┌──

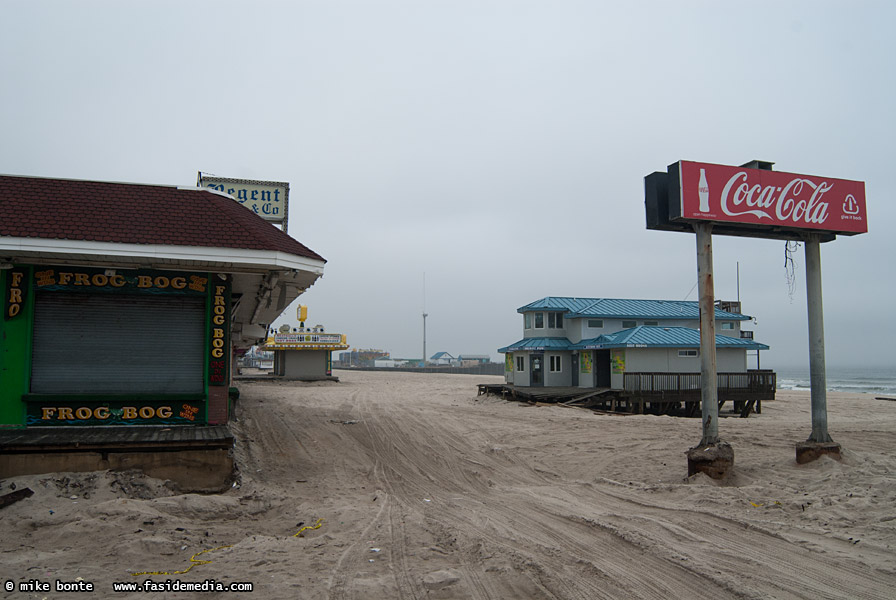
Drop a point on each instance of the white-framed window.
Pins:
(555, 320)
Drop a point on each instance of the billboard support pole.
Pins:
(709, 396)
(819, 441)
(712, 457)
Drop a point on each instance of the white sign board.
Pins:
(267, 199)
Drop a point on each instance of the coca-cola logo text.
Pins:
(799, 201)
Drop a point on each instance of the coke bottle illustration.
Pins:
(703, 192)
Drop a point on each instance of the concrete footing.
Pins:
(808, 451)
(714, 460)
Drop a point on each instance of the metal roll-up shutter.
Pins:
(91, 343)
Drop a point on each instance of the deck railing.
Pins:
(751, 382)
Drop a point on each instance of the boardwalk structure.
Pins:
(634, 355)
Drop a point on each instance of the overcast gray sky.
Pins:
(498, 146)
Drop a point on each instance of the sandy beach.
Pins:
(403, 485)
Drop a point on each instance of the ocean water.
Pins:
(864, 380)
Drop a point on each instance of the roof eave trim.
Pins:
(27, 248)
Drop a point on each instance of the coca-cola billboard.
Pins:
(766, 199)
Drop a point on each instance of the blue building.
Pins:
(625, 344)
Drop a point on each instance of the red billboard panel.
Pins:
(773, 199)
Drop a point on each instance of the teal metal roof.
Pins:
(538, 344)
(662, 337)
(609, 308)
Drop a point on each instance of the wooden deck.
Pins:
(675, 394)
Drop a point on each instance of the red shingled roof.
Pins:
(129, 213)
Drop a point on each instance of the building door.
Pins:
(118, 344)
(601, 368)
(536, 370)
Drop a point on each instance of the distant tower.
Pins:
(424, 320)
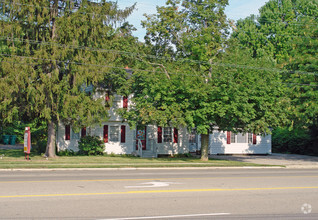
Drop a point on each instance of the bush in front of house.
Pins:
(91, 145)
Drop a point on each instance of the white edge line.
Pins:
(167, 216)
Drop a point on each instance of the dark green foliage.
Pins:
(295, 141)
(91, 145)
(38, 130)
(67, 153)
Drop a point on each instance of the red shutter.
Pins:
(67, 132)
(159, 134)
(107, 96)
(125, 102)
(175, 135)
(228, 137)
(123, 134)
(254, 138)
(105, 134)
(83, 133)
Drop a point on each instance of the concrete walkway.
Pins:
(288, 160)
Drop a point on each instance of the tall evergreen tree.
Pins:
(287, 31)
(54, 63)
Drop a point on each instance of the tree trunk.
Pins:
(204, 147)
(50, 147)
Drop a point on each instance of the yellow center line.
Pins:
(158, 191)
(149, 179)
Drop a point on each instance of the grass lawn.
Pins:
(14, 159)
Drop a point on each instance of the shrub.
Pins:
(91, 145)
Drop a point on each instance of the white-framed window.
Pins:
(250, 138)
(167, 134)
(114, 133)
(75, 136)
(241, 138)
(233, 140)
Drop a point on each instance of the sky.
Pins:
(235, 10)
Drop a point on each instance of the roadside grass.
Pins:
(14, 159)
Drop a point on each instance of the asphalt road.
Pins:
(160, 194)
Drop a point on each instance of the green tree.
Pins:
(201, 84)
(54, 64)
(287, 31)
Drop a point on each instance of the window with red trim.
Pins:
(175, 135)
(105, 134)
(83, 132)
(125, 102)
(159, 134)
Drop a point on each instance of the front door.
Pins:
(141, 134)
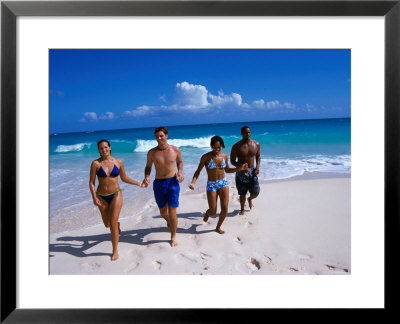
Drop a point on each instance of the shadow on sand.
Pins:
(137, 236)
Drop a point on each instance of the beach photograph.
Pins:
(199, 162)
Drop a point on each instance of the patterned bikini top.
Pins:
(114, 173)
(211, 164)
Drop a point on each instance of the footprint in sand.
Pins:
(156, 265)
(248, 224)
(267, 259)
(90, 265)
(254, 264)
(183, 259)
(335, 268)
(204, 256)
(131, 267)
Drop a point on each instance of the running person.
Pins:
(108, 196)
(245, 151)
(216, 162)
(166, 184)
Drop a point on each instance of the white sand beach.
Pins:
(298, 226)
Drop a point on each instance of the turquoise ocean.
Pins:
(288, 149)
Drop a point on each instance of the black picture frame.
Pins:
(10, 10)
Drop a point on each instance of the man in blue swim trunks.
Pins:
(166, 184)
(246, 151)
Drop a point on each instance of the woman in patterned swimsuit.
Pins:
(216, 162)
(108, 196)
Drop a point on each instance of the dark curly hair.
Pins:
(101, 141)
(216, 139)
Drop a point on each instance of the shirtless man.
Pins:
(166, 184)
(242, 152)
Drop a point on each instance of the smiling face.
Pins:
(161, 138)
(104, 149)
(216, 147)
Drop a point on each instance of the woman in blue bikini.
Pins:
(108, 196)
(216, 162)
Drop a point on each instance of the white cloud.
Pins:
(190, 95)
(89, 116)
(107, 115)
(139, 111)
(222, 99)
(274, 104)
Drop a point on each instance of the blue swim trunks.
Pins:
(216, 185)
(166, 191)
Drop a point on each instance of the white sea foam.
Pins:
(276, 168)
(72, 148)
(200, 142)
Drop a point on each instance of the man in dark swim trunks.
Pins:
(166, 184)
(242, 152)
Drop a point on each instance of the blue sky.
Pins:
(115, 89)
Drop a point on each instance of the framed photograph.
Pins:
(200, 69)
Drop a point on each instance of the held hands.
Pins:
(180, 177)
(97, 202)
(244, 167)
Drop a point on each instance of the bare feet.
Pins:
(250, 203)
(174, 242)
(115, 256)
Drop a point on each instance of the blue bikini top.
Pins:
(211, 164)
(114, 173)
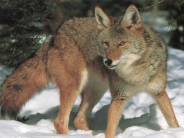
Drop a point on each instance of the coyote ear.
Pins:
(132, 18)
(102, 18)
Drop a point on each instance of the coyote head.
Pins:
(120, 39)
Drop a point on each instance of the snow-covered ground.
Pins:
(141, 117)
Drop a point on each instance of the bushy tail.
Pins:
(27, 79)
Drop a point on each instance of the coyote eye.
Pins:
(122, 43)
(106, 44)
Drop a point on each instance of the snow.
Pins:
(141, 117)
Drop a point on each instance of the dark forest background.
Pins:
(26, 24)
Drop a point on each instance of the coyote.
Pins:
(88, 56)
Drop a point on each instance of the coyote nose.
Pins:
(107, 62)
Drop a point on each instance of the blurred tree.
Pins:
(20, 30)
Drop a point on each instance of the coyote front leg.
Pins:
(166, 108)
(114, 114)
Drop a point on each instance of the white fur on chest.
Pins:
(125, 66)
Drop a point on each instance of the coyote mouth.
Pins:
(112, 67)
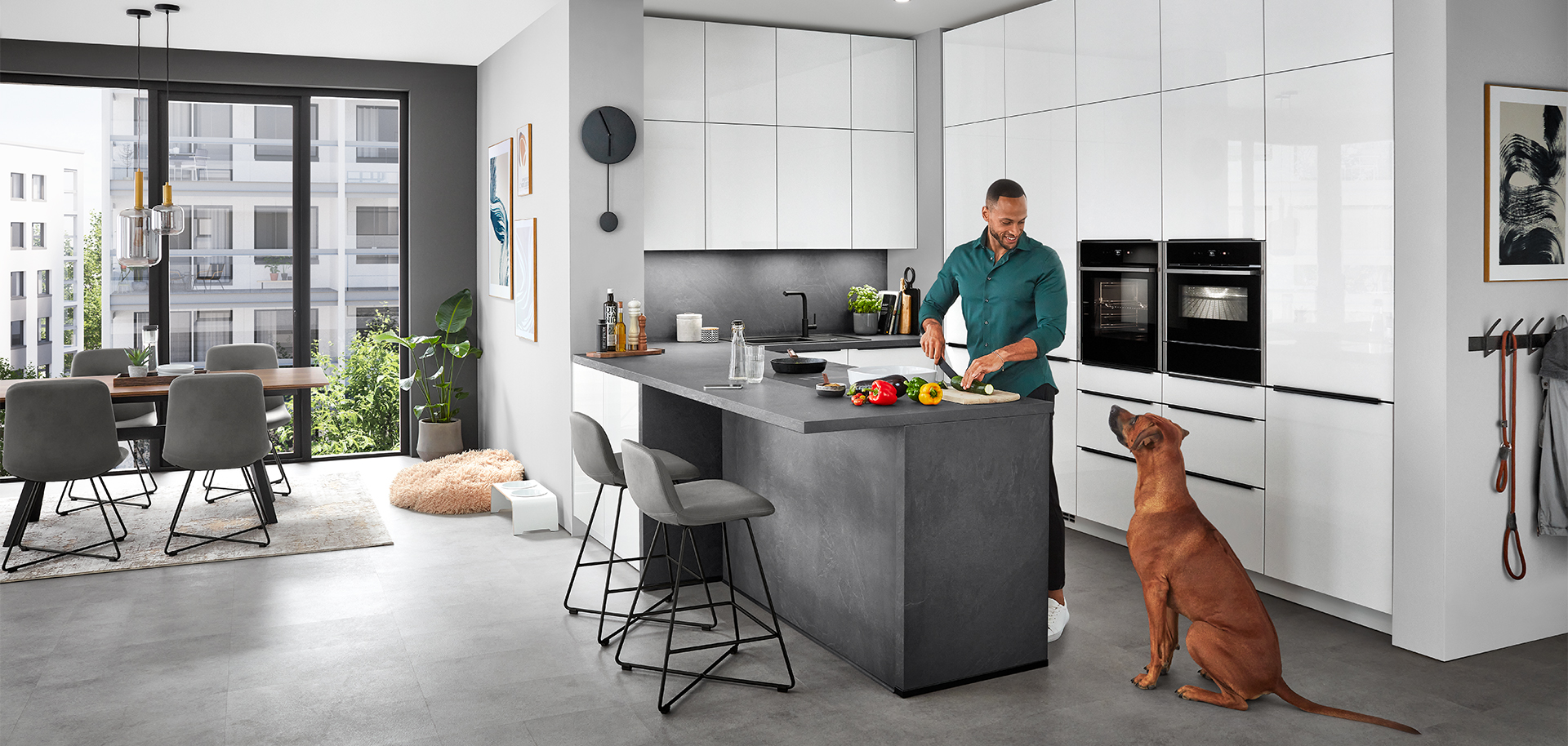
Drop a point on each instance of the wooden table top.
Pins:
(272, 380)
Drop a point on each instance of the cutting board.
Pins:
(957, 397)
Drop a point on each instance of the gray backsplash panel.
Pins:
(750, 286)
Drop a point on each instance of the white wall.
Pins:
(579, 56)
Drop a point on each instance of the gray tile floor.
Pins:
(457, 637)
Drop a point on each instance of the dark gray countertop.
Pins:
(787, 400)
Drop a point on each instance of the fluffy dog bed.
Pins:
(453, 485)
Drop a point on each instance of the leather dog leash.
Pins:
(1508, 456)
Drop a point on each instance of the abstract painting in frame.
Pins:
(1526, 184)
(526, 273)
(497, 240)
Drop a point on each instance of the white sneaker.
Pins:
(1056, 619)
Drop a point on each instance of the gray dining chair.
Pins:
(59, 430)
(216, 422)
(110, 362)
(256, 356)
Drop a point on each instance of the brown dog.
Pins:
(1189, 569)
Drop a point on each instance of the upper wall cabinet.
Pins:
(1040, 57)
(882, 83)
(1206, 41)
(673, 69)
(1118, 49)
(1300, 33)
(1330, 209)
(973, 73)
(1118, 168)
(741, 74)
(814, 78)
(1213, 148)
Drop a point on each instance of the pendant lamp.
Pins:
(168, 218)
(134, 240)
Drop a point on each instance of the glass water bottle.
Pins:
(737, 350)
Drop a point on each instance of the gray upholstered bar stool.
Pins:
(114, 361)
(591, 449)
(684, 507)
(216, 422)
(256, 356)
(59, 430)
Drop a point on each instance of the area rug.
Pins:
(322, 514)
(453, 485)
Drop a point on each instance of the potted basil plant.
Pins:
(866, 304)
(438, 357)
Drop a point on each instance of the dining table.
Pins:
(274, 381)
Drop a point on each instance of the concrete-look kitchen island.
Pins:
(908, 540)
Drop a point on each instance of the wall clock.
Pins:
(608, 137)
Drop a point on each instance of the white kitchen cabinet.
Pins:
(1039, 56)
(673, 69)
(882, 187)
(813, 189)
(813, 78)
(1206, 41)
(1118, 49)
(673, 185)
(1330, 500)
(973, 73)
(1330, 211)
(882, 83)
(742, 74)
(1300, 33)
(1118, 168)
(742, 187)
(1041, 156)
(1213, 148)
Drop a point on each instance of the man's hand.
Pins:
(932, 342)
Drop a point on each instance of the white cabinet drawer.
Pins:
(1220, 446)
(1094, 415)
(1237, 513)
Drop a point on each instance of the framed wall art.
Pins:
(1526, 184)
(526, 273)
(497, 242)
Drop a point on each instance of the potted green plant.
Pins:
(866, 304)
(439, 429)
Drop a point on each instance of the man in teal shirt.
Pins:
(1015, 304)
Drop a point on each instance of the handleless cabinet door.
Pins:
(1300, 33)
(1206, 41)
(973, 73)
(1040, 59)
(742, 187)
(1041, 156)
(1118, 49)
(813, 78)
(673, 69)
(882, 83)
(673, 185)
(741, 74)
(1213, 148)
(882, 190)
(814, 189)
(1118, 168)
(1330, 502)
(1330, 211)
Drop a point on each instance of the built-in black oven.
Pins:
(1214, 309)
(1118, 296)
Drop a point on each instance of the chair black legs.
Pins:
(731, 646)
(29, 510)
(256, 502)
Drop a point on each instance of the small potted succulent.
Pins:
(866, 304)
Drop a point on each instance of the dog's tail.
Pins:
(1313, 707)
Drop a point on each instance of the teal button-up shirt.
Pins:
(1022, 295)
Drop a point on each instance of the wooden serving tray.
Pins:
(629, 353)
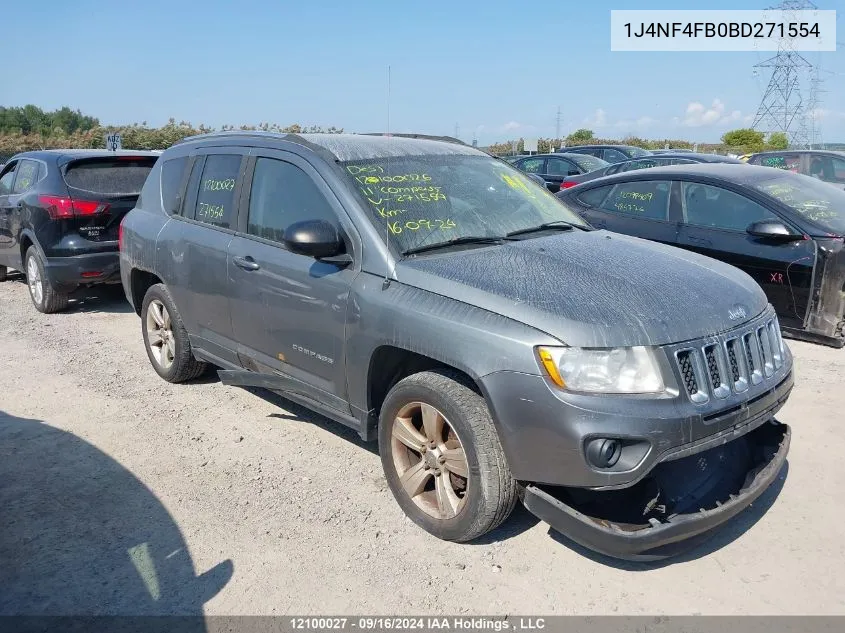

└──

Give the number of lines in the data that contain the string "plant", and nothing else.

- Solution
2